## Document section
'''
The essence of the oneness of God’s people amid diversity is a biblical theme expressed throughout both the Old and New Testaments, but the ecclesiological and eschatological vision is perhaps made most explicit in the Apostle Paul’s epistle to the Ephesians. Andrew Walls writes,

The Ephesian letter is not about cultural homogeneity; cultural diversity had already been built into the church by the decision not to enforce the Torah. It is a celebration of the union of irreconcilable entities, the breaking down of the wall of partition, brought about by Christ’s death (Eph. 2:13-18). Believers from the different communities are different bricks being used for the construction of a single building—a temple where the One God would live. (Eph. 2:19-22)[1]

Paul’s revelation to the Ephesians was that embedded in their local churches was the revealed mystery that Christ is known to a greater extent, and even perhaps to the fullest stature, when displayed by both Jew and Greek living in unity for the gospel.

The eschatological vision of the true Israel had now been made complete in Christ by uniting Jew and Gentile, where congregations like the ones in Ephesus were an instance and an embodiment of this vision.

Each member came from a culture that needed to be converted to Christ where, “Each was necessary to the other, each was necessary to complete and correct the other; for each was an expression of Christ under certain specific conditions, and Christ is humanity completed.”[2]

In another one of Andrew Wall’s work,The Missionary Movement in Christian History: Studies in the Transmission of Faith, he puts forth two principles that represent opposing tendencies in cultural engagement that can tend to generate tension, yet both originate in the gospel: the indigenizing principle and the pilgrim principle.

The indigenizing principle comes from understanding that God accepts us “as we are,” which includes not just our individual selves, but also the cultural context from which we come from.

The pilgrim principle says that God in Christ not only takes people as they are, but he also takes them in order to transform them into what he wants them to be. Where the indigenizing principle particularizes the faith of the Christian to their culture and group, the pilgrim principle universalizes it.

The believer is introduced to more than what he or she has ever known, which includes meeting members of the family of faith, some of whom will be very different in background.[3]

Four Markers of Meaningful Ethnic Belonging

The following markers are derived from Wall’s theological framing, where markers one and two are implications of the indigenizing principle and markers three and four are implications of the pilgrim principle.

Each marker is stated from the perspective of an individual rather than being representative of an entire ethnic group so as to reflect the personal journey of meaningful integration into a multiethnic congregation. However, they do not discount the reality of collective experience and its impact on how someone perceives membership and belonging.
'''
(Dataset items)
'''
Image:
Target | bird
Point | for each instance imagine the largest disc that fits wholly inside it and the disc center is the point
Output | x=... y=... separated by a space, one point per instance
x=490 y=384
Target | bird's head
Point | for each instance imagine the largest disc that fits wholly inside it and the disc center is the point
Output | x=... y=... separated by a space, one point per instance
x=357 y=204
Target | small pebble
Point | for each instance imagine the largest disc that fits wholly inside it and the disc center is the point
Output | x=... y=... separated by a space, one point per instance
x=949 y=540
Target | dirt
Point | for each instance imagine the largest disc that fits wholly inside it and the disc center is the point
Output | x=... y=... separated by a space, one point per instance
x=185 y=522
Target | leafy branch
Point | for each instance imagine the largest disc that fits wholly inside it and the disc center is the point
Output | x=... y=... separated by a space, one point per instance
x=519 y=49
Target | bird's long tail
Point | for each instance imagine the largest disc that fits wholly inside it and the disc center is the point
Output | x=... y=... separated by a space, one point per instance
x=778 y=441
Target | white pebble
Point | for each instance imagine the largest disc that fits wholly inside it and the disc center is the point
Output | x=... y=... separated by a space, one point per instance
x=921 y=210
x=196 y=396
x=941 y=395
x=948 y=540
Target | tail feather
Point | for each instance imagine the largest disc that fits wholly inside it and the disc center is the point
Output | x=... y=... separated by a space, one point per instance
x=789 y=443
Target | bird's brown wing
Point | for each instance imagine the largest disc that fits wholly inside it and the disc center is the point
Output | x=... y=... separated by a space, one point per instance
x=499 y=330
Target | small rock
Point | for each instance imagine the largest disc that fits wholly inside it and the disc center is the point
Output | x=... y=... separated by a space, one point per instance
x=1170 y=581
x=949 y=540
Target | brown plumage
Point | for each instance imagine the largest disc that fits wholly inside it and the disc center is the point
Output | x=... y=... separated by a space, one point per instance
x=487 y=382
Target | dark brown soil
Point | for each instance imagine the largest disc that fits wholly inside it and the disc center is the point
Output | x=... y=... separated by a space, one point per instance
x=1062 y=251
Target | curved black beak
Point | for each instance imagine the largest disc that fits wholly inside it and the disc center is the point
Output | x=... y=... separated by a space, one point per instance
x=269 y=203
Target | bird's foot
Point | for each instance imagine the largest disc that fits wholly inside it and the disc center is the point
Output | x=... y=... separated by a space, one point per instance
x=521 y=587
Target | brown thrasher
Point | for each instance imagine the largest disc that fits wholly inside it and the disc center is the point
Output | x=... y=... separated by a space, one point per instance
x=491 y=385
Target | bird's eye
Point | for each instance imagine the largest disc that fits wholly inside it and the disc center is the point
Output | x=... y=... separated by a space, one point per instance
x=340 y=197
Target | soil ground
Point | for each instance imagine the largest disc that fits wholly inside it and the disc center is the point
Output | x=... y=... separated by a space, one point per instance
'''
## Written instruction
Reproduce word for word the portion of the essay on unity amid diversity from "Four Markers of" to "membership and belonging.".

## Written solution
Four Markers of Meaningful Ethnic Belonging

The following markers are derived from Wall’s theological framing, where markers one and two are implications of the indigenizing principle and markers three and four are implications of the pilgrim principle.

Each marker is stated from the perspective of an individual rather than being representative of an entire ethnic group so as to reflect the personal journey of meaningful integration into a multiethnic congregation. However, they do not discount the reality of collective experience and its impact on how someone perceives membership and belonging.